(Einträge zur Kennzeichnung von Objektpositionen)
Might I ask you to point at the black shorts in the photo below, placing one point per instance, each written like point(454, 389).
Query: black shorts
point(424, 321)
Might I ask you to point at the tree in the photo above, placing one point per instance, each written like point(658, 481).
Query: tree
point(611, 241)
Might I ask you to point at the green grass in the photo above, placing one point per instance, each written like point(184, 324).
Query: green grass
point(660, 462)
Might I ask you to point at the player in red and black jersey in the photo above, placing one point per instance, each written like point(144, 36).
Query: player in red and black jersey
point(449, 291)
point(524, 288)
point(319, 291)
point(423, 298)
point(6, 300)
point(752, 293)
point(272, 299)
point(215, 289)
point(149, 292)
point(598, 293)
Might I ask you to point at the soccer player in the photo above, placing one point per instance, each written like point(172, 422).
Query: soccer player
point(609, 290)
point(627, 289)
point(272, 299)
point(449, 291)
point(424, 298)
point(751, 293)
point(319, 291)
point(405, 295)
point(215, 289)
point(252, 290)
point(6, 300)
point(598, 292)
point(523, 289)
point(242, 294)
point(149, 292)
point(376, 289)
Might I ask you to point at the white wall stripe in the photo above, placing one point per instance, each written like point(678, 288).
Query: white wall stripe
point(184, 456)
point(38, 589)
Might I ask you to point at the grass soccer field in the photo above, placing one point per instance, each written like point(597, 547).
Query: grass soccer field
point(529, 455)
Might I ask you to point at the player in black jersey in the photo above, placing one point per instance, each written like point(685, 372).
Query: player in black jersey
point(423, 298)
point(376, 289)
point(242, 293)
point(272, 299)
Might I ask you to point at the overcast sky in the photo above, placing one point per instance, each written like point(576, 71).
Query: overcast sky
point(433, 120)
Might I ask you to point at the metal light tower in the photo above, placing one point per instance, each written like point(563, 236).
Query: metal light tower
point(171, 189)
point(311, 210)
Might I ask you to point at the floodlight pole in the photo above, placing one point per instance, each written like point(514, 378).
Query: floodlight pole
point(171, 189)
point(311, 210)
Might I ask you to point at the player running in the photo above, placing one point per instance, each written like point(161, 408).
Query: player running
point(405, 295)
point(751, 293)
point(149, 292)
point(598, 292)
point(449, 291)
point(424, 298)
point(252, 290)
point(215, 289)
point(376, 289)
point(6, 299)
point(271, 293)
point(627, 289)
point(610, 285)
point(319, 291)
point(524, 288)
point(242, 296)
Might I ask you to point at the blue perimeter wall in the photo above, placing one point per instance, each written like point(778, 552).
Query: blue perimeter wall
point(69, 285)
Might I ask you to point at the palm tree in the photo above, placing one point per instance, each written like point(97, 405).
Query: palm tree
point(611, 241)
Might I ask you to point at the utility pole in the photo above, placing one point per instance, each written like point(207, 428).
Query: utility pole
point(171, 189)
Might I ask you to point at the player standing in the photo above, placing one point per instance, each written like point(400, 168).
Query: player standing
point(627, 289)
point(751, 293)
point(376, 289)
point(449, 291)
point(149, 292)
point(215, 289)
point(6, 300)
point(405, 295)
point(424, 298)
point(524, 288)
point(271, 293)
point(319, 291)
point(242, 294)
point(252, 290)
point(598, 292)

Aufgabenstellung
Geben Sie sämtliche Datensätze oben Zeile für Zeile unverändert wieder.

Richtige Lösung
Might I ask you to point at the black shorts in the photo below, placing one point per instance, each written like point(454, 389).
Query: black shorts
point(424, 321)
Might I ask you to point at the tree in the photo above, placing one point per instance, each written like point(658, 481).
Query: tree
point(611, 241)
Might I ask you to point at the green grass in the photo above, placing one point per instance, each written like point(184, 324).
Query: green grass
point(660, 462)
Might I ask you to point at the player in red and black jersey in the photo above, placing one point per instance, each written like point(144, 36).
Query: player in red and black jersey
point(449, 291)
point(524, 288)
point(319, 291)
point(423, 298)
point(6, 300)
point(752, 293)
point(272, 299)
point(215, 289)
point(149, 292)
point(598, 293)
Might I ask you to point at the soccer player in the photo above, placing one point per instance, each written like point(172, 422).
Query: soccer player
point(609, 290)
point(627, 289)
point(272, 299)
point(449, 291)
point(424, 298)
point(751, 293)
point(319, 291)
point(405, 295)
point(215, 289)
point(252, 290)
point(6, 300)
point(598, 292)
point(523, 289)
point(242, 294)
point(149, 292)
point(376, 289)
Might I ask you to point at the white wall stripe in the photo above, placing one point per instance, each written like point(678, 288).
Query: white wall stripe
point(184, 456)
point(38, 589)
Might I ask you to point at the grass soccer field in the photo above, placing one point per instance, each written like point(597, 547).
Query: grass soccer field
point(529, 455)
Might I ask you to point at the player in black jersey in the photo above, placing one point per instance, each written like point(685, 372).
Query: player in black jersey
point(423, 298)
point(376, 289)
point(242, 293)
point(272, 299)
Might I ask you to point at the overcast sky in the photo above, placing one point per instance, each written like point(576, 71).
Query: overcast sky
point(433, 120)
Might I ask you to point at the metal light tower in the photo above, placing one point per instance, each written like point(563, 236).
Query: metal light tower
point(171, 189)
point(311, 210)
Might I ask you to point at the floodlight pole in the photo above, placing one point per instance, each written like point(514, 378).
Query: floodlight pole
point(171, 189)
point(311, 210)
Might I ask you to point at the player running in the photo above, placing one point per instance, each written like point(161, 408).
Query: player running
point(405, 295)
point(751, 293)
point(149, 292)
point(598, 292)
point(449, 291)
point(424, 298)
point(252, 290)
point(215, 289)
point(376, 289)
point(6, 299)
point(271, 293)
point(627, 289)
point(610, 285)
point(319, 291)
point(524, 288)
point(242, 296)
Might I ask you to point at the blue perimeter wall in the photo above, placing one point per instance, each written like point(778, 552).
Query: blue perimeter wall
point(69, 285)
Might I ask you to point at the palm tree in the photo above, placing one point per instance, each written like point(97, 405).
Query: palm tree
point(611, 241)
Might I ask you to point at the utility pole in the photo above, placing one point per instance, each written like point(207, 428).
Query: utility pole
point(171, 189)
Might I ask you to point at the player standing in the photo above, placing one point per instance, each written like point(400, 168).
Query: player standing
point(627, 289)
point(751, 293)
point(376, 289)
point(449, 291)
point(149, 292)
point(215, 289)
point(6, 300)
point(405, 295)
point(424, 298)
point(524, 288)
point(271, 293)
point(319, 291)
point(242, 294)
point(252, 290)
point(598, 292)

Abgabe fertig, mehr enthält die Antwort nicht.